* [BLOCCO DI TESTO]:

○ ○ ○ ○ ○

Dalla Gran Bretagna agli Stati Uniti (a Portland e Washington) nelle ultime settimane. E poi Repubblica Ceca, Romania, Russia e ancora tanti appuntamenti in Italia. Il successo del documentario "Trubacka Republika – La repubblica delle trombe" (informazioni www.alessandrogori.info/larepubblicadelletrombe/, www.docume.org) di Stefano Missio e Alessandro Gori continua. La Serbia attuale raccontata dal punto di osservazione di Guča e del suo Sabor, l’annuale raduno delle trombe che richiama nella Serbia centrale mezzo milione di persone. Una manifestazione legata alla tradizione e alla parte rurale del Paese che i due autori fanno entrare in dialogo con Belgrado con le immagini della capitale e le voci di Radio B92. Ne abbiamo parlato, separatamente, con Missio e Gori.

Stefano Missio, il vostro documentario continua a essere richiesto, in Italia e molto all’estero. Come spiegate tanto interesse?

Due anni e mezzo dopo averlo realizzato il documentario continua a girare per festival, è una cosa che ci sorprende e ci rende molto contenti. Subito dopo averlo terminato eravamo presi in altri progetti e non abbiamo potuto seguirlo molto, poi ce l’ha chiesto un festival russo e da lì, come a volte accade, si è innescato un interesse e un meccanismo che l’ha portato in tante parti del mondo. Sicuramente uno degli elementi di forza è il fatto che sia legato alla musica: sulla musica balcanica c’è un forte interesse. Noi abbiamo cercato di dare una visione non stereotipata della Serbia e approfondirle anche gli aspetti sociali e antropologici".

○ ○ ○ ○ ○

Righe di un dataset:

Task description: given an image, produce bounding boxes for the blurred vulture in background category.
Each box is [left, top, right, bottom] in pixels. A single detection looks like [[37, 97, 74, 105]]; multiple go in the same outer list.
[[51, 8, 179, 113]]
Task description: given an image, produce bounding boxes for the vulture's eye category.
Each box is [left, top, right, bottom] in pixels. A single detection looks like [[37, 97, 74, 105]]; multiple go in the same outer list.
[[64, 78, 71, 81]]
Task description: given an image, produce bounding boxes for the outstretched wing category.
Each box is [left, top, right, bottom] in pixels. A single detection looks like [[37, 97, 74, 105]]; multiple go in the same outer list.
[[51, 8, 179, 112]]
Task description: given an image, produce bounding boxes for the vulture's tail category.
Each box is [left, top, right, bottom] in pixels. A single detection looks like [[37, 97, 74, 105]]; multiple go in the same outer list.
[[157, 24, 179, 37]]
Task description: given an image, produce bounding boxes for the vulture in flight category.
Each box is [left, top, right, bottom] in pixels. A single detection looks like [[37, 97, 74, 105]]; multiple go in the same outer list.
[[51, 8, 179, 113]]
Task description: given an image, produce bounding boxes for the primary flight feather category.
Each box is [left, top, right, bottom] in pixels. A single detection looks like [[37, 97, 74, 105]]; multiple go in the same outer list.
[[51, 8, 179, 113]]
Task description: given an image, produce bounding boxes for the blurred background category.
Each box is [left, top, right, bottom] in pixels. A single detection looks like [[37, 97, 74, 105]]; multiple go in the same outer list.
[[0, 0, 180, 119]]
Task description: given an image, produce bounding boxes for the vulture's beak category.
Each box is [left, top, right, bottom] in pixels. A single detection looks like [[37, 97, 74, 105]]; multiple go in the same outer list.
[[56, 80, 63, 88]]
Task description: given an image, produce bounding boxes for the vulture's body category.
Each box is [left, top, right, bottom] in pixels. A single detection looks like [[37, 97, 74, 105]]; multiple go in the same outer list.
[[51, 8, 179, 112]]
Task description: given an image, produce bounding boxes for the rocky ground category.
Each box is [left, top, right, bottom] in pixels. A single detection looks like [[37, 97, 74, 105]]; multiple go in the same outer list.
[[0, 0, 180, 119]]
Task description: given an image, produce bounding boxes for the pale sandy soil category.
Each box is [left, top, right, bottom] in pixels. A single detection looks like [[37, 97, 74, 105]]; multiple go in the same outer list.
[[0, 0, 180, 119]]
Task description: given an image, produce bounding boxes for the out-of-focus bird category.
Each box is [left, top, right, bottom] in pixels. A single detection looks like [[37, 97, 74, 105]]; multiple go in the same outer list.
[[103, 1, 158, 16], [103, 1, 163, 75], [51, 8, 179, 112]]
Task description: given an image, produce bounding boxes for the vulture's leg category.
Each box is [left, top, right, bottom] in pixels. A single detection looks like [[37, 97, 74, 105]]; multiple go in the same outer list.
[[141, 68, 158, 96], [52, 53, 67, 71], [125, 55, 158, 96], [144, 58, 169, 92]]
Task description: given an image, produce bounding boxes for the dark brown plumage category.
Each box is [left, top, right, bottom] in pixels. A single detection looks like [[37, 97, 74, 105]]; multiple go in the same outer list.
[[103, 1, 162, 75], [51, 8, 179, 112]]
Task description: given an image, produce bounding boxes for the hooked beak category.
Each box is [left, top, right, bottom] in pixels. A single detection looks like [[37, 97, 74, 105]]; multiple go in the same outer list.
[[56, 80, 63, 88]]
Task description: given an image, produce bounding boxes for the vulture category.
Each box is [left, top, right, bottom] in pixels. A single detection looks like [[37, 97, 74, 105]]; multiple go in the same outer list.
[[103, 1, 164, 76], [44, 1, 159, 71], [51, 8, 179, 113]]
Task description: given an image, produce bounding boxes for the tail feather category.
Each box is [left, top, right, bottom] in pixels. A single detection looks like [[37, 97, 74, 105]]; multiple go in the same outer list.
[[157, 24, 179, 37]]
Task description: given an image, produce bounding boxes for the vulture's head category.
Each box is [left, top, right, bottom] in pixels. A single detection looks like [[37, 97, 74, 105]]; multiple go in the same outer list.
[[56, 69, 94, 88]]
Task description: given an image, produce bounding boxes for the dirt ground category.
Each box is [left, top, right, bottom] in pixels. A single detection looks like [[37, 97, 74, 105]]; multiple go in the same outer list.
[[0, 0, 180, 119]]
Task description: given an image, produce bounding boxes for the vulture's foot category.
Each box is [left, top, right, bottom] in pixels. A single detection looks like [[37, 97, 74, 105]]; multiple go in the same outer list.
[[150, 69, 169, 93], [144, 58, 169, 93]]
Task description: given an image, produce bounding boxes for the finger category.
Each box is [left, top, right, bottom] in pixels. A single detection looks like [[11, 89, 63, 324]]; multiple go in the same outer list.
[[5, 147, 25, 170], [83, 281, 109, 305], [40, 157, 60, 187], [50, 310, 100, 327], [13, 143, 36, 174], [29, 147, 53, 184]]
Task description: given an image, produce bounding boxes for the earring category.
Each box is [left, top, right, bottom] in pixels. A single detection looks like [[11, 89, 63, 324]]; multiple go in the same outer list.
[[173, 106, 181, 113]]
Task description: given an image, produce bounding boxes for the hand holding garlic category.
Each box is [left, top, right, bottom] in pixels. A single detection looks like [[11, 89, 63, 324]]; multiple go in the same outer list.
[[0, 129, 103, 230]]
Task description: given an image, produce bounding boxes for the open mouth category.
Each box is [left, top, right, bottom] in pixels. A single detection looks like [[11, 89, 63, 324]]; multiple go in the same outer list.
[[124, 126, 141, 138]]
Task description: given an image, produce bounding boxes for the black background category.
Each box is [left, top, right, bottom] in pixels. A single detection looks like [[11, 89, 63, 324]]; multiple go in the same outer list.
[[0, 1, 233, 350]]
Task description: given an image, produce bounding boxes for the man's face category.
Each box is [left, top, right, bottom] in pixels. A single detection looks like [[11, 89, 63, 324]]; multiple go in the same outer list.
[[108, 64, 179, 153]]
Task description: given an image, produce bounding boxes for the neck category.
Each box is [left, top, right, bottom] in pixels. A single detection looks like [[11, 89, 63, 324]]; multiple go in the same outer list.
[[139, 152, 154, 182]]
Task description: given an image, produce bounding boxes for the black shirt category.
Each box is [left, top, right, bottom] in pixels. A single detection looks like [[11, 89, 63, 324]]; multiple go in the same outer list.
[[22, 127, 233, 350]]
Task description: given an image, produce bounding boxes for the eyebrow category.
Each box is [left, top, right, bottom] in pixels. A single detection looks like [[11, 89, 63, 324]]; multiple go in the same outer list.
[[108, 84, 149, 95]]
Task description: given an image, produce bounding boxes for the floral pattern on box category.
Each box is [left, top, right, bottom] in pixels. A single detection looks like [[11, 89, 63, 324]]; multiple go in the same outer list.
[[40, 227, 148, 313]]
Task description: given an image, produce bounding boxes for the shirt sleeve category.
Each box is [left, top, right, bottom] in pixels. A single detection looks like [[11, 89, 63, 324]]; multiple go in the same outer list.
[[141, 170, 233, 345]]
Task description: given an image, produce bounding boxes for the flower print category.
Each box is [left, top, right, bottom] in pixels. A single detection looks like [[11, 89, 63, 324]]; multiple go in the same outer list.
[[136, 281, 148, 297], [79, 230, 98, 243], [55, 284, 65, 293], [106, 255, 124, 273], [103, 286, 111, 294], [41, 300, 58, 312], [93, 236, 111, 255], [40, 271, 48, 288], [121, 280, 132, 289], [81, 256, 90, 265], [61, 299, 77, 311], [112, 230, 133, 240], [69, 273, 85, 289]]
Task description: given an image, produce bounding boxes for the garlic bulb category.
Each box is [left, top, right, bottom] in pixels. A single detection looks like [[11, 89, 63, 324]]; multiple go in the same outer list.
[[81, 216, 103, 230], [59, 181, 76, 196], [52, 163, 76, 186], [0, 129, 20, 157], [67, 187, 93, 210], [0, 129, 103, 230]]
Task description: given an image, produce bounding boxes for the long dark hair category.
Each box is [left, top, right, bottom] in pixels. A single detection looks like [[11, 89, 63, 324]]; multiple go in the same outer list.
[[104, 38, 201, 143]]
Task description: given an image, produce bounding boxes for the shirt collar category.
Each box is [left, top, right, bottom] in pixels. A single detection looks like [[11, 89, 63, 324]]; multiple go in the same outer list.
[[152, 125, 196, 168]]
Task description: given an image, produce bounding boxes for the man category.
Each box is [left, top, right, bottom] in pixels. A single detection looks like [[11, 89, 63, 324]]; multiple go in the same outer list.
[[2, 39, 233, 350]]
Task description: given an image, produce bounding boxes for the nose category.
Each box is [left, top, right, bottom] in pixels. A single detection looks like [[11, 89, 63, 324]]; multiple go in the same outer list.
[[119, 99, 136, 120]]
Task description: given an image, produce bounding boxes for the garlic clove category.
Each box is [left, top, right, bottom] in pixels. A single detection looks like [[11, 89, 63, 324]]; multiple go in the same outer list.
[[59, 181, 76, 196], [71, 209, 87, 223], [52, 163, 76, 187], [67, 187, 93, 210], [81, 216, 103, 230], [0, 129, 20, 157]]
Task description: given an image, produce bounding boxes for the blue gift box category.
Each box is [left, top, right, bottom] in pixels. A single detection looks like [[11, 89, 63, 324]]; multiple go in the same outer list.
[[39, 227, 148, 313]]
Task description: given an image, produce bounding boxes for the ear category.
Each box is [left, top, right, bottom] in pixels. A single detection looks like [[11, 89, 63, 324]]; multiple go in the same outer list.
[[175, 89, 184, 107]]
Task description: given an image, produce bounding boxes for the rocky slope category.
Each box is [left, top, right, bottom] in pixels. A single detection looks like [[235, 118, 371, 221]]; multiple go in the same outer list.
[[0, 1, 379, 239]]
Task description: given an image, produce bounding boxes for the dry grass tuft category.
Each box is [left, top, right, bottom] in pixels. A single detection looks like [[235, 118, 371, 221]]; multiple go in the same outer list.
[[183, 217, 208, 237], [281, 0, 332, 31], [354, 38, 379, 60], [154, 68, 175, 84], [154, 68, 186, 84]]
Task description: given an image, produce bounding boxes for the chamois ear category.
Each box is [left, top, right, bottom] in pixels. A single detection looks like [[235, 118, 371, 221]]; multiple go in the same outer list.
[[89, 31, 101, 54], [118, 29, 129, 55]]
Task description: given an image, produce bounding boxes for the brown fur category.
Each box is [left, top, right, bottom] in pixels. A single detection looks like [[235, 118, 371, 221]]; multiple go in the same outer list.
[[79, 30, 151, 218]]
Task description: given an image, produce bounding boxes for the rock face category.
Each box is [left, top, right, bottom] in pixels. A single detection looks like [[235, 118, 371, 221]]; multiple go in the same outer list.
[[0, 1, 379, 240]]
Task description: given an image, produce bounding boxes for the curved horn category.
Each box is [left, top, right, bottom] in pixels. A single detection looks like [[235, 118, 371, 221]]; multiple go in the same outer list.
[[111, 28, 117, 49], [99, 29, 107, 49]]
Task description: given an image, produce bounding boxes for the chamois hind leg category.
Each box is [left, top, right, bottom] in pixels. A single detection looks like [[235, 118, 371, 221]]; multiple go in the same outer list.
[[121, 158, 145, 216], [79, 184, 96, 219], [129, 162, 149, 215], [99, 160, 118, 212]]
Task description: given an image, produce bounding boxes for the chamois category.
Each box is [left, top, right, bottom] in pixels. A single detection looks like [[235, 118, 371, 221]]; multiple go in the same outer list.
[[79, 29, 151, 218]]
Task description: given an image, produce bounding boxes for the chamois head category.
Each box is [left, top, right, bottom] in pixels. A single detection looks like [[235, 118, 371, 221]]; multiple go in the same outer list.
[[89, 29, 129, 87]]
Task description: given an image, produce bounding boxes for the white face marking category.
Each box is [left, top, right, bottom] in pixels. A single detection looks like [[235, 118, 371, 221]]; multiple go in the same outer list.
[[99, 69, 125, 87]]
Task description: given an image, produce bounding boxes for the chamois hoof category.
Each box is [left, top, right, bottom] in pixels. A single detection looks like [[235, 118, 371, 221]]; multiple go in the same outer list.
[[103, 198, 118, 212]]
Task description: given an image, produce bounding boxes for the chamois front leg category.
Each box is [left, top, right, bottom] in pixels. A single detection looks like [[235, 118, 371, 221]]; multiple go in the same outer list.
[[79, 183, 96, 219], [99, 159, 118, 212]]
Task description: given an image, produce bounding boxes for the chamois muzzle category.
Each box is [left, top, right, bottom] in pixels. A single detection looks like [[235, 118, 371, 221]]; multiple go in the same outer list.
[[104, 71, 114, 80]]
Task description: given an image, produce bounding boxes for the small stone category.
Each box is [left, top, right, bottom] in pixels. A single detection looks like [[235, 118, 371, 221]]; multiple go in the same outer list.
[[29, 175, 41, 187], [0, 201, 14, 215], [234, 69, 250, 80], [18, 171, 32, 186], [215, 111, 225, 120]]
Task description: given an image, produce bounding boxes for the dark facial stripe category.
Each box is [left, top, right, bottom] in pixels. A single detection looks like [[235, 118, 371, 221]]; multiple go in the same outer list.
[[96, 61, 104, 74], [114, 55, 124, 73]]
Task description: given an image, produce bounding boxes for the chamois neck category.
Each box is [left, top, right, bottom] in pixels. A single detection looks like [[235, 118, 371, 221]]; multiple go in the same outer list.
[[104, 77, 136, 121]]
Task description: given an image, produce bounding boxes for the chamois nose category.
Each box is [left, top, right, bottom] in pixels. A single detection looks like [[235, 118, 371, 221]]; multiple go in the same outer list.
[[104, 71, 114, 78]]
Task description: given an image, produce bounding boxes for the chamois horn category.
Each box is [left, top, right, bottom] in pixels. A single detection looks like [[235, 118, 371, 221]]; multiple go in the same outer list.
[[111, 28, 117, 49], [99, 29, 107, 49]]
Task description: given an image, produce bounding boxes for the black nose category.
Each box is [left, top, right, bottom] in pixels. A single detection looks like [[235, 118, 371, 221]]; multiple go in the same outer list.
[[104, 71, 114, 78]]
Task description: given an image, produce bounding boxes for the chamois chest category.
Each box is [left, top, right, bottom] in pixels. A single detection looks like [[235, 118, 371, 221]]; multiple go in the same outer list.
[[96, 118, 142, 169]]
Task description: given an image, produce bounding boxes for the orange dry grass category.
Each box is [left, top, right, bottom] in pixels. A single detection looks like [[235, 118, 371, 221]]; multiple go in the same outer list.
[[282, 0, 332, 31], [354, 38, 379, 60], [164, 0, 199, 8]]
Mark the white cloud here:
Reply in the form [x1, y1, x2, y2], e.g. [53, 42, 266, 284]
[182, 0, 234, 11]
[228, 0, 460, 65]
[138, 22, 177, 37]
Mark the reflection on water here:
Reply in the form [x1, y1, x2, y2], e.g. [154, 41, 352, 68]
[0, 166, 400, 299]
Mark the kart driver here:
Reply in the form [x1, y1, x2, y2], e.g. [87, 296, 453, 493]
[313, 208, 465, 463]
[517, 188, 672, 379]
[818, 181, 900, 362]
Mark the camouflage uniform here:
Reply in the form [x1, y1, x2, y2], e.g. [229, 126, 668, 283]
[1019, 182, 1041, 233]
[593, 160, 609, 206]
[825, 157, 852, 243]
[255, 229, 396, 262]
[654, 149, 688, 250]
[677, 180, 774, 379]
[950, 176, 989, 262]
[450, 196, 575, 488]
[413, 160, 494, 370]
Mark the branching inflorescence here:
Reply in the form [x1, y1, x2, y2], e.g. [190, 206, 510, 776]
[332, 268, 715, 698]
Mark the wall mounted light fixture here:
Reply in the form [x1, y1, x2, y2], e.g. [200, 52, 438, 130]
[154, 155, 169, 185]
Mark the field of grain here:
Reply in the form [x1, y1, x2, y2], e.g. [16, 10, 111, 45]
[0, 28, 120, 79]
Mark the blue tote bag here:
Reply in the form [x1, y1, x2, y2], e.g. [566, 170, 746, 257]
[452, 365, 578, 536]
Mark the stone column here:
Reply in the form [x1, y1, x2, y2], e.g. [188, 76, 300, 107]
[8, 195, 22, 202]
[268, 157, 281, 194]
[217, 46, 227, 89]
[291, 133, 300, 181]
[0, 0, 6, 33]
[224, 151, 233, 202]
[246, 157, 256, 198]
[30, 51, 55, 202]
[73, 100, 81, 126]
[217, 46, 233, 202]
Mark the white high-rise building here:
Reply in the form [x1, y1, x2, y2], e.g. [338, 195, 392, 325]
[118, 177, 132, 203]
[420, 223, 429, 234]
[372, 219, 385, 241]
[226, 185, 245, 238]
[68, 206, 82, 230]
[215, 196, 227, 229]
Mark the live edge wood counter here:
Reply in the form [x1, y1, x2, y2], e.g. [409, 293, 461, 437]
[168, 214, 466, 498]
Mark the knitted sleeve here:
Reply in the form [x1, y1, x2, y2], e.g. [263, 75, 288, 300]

○ ○ ○ ○ ○

* [CONSEGNA]: Trascrivi dal testo sul documentario il passo che inizia con "Dalla Gran Bretagna" e termina con "Missio e Gori.". Le righe non hanno alcun legame con il testo sul documentario.

* [SOLUZIONE PROPOSTA]:
Dalla Gran Bretagna agli Stati Uniti (a Portland e Washington) nelle ultime settimane. E poi Repubblica Ceca, Romania, Russia e ancora tanti appuntamenti in Italia. Il successo del documentario "Trubacka Republika – La repubblica delle trombe" (informazioni www.alessandrogori.info/larepubblicadelletrombe/, www.docume.org) di Stefano Missio e Alessandro Gori continua. La Serbia attuale raccontata dal punto di osservazione di Guča e del suo Sabor, l’annuale raduno delle trombe che richiama nella Serbia centrale mezzo milione di persone. Una manifestazione legata alla tradizione e alla parte rurale del Paese che i due autori fanno entrare in dialogo con Belgrado con le immagini della capitale e le voci di Radio B92. Ne abbiamo parlato, separatamente, con Missio e Gori.